» Your instructions
Return all of the material below word for word, leaving out the pictures.

* Begin *

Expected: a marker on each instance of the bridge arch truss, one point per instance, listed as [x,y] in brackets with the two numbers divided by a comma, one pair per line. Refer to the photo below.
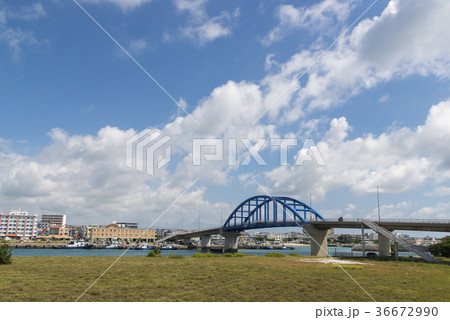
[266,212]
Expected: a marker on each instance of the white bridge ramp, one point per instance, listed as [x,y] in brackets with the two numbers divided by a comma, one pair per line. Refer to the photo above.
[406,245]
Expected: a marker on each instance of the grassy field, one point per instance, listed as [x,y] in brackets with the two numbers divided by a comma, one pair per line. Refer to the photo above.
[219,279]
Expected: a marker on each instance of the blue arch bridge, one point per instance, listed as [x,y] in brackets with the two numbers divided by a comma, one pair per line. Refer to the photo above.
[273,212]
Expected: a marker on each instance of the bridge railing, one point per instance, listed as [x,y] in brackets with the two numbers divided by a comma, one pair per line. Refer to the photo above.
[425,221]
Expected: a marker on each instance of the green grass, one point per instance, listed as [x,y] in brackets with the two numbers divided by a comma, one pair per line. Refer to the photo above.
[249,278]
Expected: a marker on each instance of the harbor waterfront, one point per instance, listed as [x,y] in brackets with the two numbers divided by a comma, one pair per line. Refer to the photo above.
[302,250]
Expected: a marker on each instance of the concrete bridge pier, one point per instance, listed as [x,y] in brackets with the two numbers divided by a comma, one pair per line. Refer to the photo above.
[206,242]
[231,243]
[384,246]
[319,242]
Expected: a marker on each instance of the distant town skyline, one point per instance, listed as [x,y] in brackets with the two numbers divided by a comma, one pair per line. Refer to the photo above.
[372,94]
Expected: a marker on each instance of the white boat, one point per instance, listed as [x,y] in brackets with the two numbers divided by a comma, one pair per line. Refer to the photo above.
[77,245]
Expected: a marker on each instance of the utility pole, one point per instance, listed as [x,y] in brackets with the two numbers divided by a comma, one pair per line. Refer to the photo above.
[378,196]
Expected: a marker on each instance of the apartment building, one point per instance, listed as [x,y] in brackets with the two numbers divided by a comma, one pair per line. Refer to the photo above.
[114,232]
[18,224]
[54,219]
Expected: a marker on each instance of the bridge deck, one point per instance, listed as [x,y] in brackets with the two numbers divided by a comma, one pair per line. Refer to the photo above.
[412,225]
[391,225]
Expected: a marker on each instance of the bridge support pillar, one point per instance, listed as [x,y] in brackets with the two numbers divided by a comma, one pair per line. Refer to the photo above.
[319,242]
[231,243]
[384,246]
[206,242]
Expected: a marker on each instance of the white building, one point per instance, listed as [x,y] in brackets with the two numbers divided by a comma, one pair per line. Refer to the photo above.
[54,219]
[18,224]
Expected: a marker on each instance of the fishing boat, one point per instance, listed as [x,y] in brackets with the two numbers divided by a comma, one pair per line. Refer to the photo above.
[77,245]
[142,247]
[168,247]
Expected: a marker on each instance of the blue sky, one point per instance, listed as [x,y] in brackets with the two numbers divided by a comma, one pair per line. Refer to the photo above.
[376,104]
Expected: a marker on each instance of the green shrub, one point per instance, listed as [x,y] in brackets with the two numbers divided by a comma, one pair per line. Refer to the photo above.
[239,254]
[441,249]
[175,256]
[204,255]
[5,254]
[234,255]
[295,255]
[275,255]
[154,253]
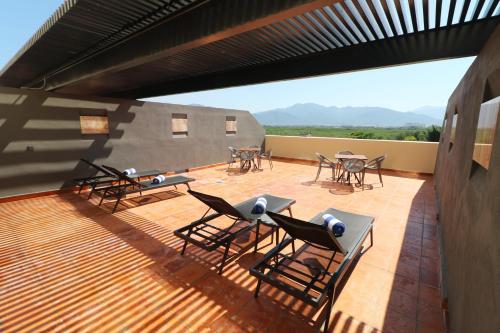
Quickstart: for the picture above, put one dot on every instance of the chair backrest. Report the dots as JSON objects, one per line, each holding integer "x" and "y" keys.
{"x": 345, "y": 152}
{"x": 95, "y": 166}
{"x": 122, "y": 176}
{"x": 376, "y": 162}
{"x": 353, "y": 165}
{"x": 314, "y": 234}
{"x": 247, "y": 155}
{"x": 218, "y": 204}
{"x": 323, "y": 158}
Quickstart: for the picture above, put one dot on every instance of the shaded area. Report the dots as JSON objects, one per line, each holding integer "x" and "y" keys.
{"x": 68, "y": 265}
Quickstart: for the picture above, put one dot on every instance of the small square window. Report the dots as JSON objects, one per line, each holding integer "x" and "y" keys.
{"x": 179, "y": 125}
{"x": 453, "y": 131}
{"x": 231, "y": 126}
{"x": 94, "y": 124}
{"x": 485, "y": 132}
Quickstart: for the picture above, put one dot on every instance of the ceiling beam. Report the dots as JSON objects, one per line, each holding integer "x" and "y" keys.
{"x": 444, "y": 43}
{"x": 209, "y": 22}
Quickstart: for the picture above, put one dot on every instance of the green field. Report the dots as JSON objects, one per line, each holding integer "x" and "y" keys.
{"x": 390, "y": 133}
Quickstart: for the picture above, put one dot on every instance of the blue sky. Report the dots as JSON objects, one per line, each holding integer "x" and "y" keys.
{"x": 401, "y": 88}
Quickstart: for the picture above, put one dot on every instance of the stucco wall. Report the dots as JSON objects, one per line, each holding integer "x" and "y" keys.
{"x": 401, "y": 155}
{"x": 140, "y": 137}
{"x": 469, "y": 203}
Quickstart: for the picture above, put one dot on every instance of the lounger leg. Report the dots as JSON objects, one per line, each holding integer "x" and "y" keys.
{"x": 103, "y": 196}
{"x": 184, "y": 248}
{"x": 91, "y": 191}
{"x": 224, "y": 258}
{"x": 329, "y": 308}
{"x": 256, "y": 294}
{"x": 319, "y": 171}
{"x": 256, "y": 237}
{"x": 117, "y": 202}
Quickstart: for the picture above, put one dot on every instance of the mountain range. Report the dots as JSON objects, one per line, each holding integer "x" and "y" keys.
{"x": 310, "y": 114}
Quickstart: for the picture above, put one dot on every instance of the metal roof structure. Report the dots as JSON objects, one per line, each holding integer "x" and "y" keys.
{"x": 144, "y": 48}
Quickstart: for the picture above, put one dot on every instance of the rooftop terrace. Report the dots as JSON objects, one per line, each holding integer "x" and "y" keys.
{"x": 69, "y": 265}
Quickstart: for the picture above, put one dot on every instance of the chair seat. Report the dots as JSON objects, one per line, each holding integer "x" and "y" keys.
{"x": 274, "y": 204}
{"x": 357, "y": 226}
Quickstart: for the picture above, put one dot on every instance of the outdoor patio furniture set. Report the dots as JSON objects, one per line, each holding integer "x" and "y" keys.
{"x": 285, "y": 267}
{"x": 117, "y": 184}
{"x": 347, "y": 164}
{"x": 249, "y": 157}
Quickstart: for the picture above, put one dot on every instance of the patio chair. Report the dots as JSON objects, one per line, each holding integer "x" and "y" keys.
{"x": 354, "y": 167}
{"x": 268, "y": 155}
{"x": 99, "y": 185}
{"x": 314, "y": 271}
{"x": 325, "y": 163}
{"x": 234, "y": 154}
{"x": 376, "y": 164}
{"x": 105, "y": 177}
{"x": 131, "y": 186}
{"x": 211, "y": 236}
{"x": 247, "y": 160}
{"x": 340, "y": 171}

* End *

» Finished task
Expected: a marker on each instance of the bridge arch truss, one point per instance, listed as [x,y] in brackets with the two numbers divided by a comma, one pair per line. Refer to the photo below.
[266,212]
Expected: a marker on each instance of the white bridge ramp, one point per instance, listed as [x,y] in brackets with the two numbers divided by a comma, one pair per line. Refer to the photo above.
[406,245]
Expected: a marker on each instance of the grassy field, one point per instance, listed as [x,y] in brackets with the two numbers divided by a comma, one pair per line. Refer to the photo above.
[219,279]
Expected: a marker on each instance of the blue arch bridge, one point per instance, listed as [x,y] in brackets with the two numbers divided by a comma, one pair per line. Refer to the photo above.
[273,212]
Expected: a marker on each instance of the bridge railing, one point per instance, listed as [x,y] in brackets with the two numbers divided by a comma, one pair per line. Refer to the photo above.
[425,221]
Expected: a marker on each instance of the green grass, one point per instance, listed as [x,y] in brackets with the two numbers divided by a comma, one pair per line. Refer to the photo above.
[249,278]
Expected: a marker on each instance of the harbor waterfront, one point per instance, listed as [x,y] in brackets with the two numbers divided by a comma, one pair per line. Refer to the photo above.
[302,250]
Expected: a marker on each instance of the concrete bridge pier, one point per instance, listed as [x,y] in brackets with the two numbers divided by a comma, one pair per line. Refer to the photo above.
[206,242]
[231,243]
[384,246]
[319,242]
Expected: a marker on each instance of the distant town skyline, one point per instance, listed as [x,y] in brackets with the two numbers divided by a comma, one pair per line. Refer to the photo above.
[372,94]
Expected: a marker on each instance of the white boat, one point per instance, listed as [x,y] in brackets with the two numbers divided by a comma, one pair per line. Refer to the photo above.
[77,245]
Expected: a marker on each instance of the utility pole, one point per instance, listed as [x,y] in brackets with the two numbers divided by a comma, one pair per line. Refer to the photo above.
[378,196]
Expected: a marker on each instance of the apartment building, one point per instance, listed as [x,y] in brackets with the two numbers divided by a comma, one pair per line. Refer to the photo above.
[114,232]
[18,224]
[54,219]
Expected: a marker on each instance of the bridge deck, one point per instance, listed as [x,y] in brackets with the two numbers divided by a comma, one pair per line. Refer to the photo above.
[412,225]
[391,225]
Expected: a marker on each instance of the bridge support pillar, one point per instance, listed as [x,y] in brackets with the two numbers divided by a comma, one pair per line. Refer to the photo above.
[319,242]
[231,243]
[384,246]
[206,242]
Expected: a marker on each instance of the white building, one point per instance, listed as [x,y] in brackets with the two numbers divided by a comma, one pair per line. Refer to the photo above.
[54,219]
[18,224]
Expected: a marker on each instance of the fishing boat, one point per instance, listed as [x,y] in brackets with the two numbers divided by a comma, one pair per line. Refer to the photo above.
[77,245]
[142,247]
[168,247]
Expected: a marker on each instance of the blue sky, one point per instance, listed as [x,y] in brackets with the two numbers divided by a comma, one pair per line. Refer to the photo above.
[376,104]
Expected: a marker on each instance of the green shrub, one point per instance, listed as [x,y] in brackets with the two numbers divided by a comma, one pair per line. Refer to the photo above.
[239,254]
[441,249]
[175,256]
[204,255]
[5,254]
[234,255]
[295,255]
[275,255]
[154,253]
Quickstart: for the picture above, put one dot on every instance of the chair backrest. Report the dots as JSON objects, one per line, each holding integer "x" and "y" keys.
{"x": 345, "y": 152}
{"x": 95, "y": 166}
{"x": 122, "y": 176}
{"x": 376, "y": 162}
{"x": 353, "y": 165}
{"x": 314, "y": 234}
{"x": 247, "y": 155}
{"x": 218, "y": 204}
{"x": 323, "y": 158}
Quickstart: for the picture above, put one dot on every instance of the shaded area. Report the dots as JSON objects, one per line, each holding integer "x" and "y" keys.
{"x": 68, "y": 265}
Quickstart: for the picture above, put one dot on every instance of the small square window. Report the dots as JSON objects, one per line, each holding integer "x" and "y" keys.
{"x": 179, "y": 125}
{"x": 453, "y": 131}
{"x": 231, "y": 126}
{"x": 94, "y": 124}
{"x": 485, "y": 132}
Quickstart: for the picture above, put one dot on every instance of the ceiling beam. Report the dots as JSON objects, one per line, each holding integer "x" and "y" keys.
{"x": 444, "y": 43}
{"x": 209, "y": 22}
Quickstart: for the picture above, put one dot on every instance of the green field. Report the dots as JSON objects, one per line, each holding integer "x" and "y" keys.
{"x": 390, "y": 133}
Quickstart: for the picture above, put one dot on every instance of the blue sky. Report the dots as JSON objects, one per line, each holding integer "x" and "y" keys.
{"x": 401, "y": 88}
Quickstart: for the picture above, put one dot on every instance of the stucco wall. Report the dots as JSON objects, one per line, each holding integer "x" and "y" keys.
{"x": 401, "y": 155}
{"x": 140, "y": 137}
{"x": 469, "y": 203}
Quickstart: for the picture above, put one dot on every instance of the lounger leg. Report the dots as JSON objects, one per line, each holding integer "x" and "y" keys.
{"x": 103, "y": 196}
{"x": 184, "y": 248}
{"x": 91, "y": 191}
{"x": 224, "y": 258}
{"x": 329, "y": 308}
{"x": 256, "y": 294}
{"x": 319, "y": 171}
{"x": 256, "y": 237}
{"x": 117, "y": 202}
Quickstart: for the picture above, put one dot on every instance of the mountain range. Report the dots as JSON objects, one per line, each holding integer "x" and "y" keys.
{"x": 310, "y": 114}
Quickstart: for the picture above, put one dot on every instance of the metal roof structure. Report the dots as JSON objects, one per line, each holding integer "x" and "y" keys.
{"x": 144, "y": 48}
Quickstart: for the picture above, put one dot on every instance of the rooftop terrace. Report the dots as JSON objects, one per line, each holding integer "x" and "y" keys.
{"x": 69, "y": 265}
Quickstart: for the picture above, put one dot on every instance of the chair seat. Report the dots as JSON objects, one per line, each holding integer "x" and "y" keys.
{"x": 274, "y": 204}
{"x": 357, "y": 226}
Quickstart: for the picture above, put one dot on every instance of the outdoor patio furniture set. Report the dots as JSON objects, one per line, each holding integer "x" and "y" keys.
{"x": 285, "y": 267}
{"x": 117, "y": 184}
{"x": 347, "y": 164}
{"x": 249, "y": 157}
Quickstart: for the picture above, put one dot on every instance of the patio chair. Report the dots as JSON objects, one per line, each holding integer "x" and "y" keys.
{"x": 354, "y": 167}
{"x": 268, "y": 155}
{"x": 99, "y": 185}
{"x": 314, "y": 271}
{"x": 325, "y": 163}
{"x": 234, "y": 154}
{"x": 376, "y": 164}
{"x": 105, "y": 177}
{"x": 131, "y": 186}
{"x": 211, "y": 236}
{"x": 247, "y": 160}
{"x": 340, "y": 171}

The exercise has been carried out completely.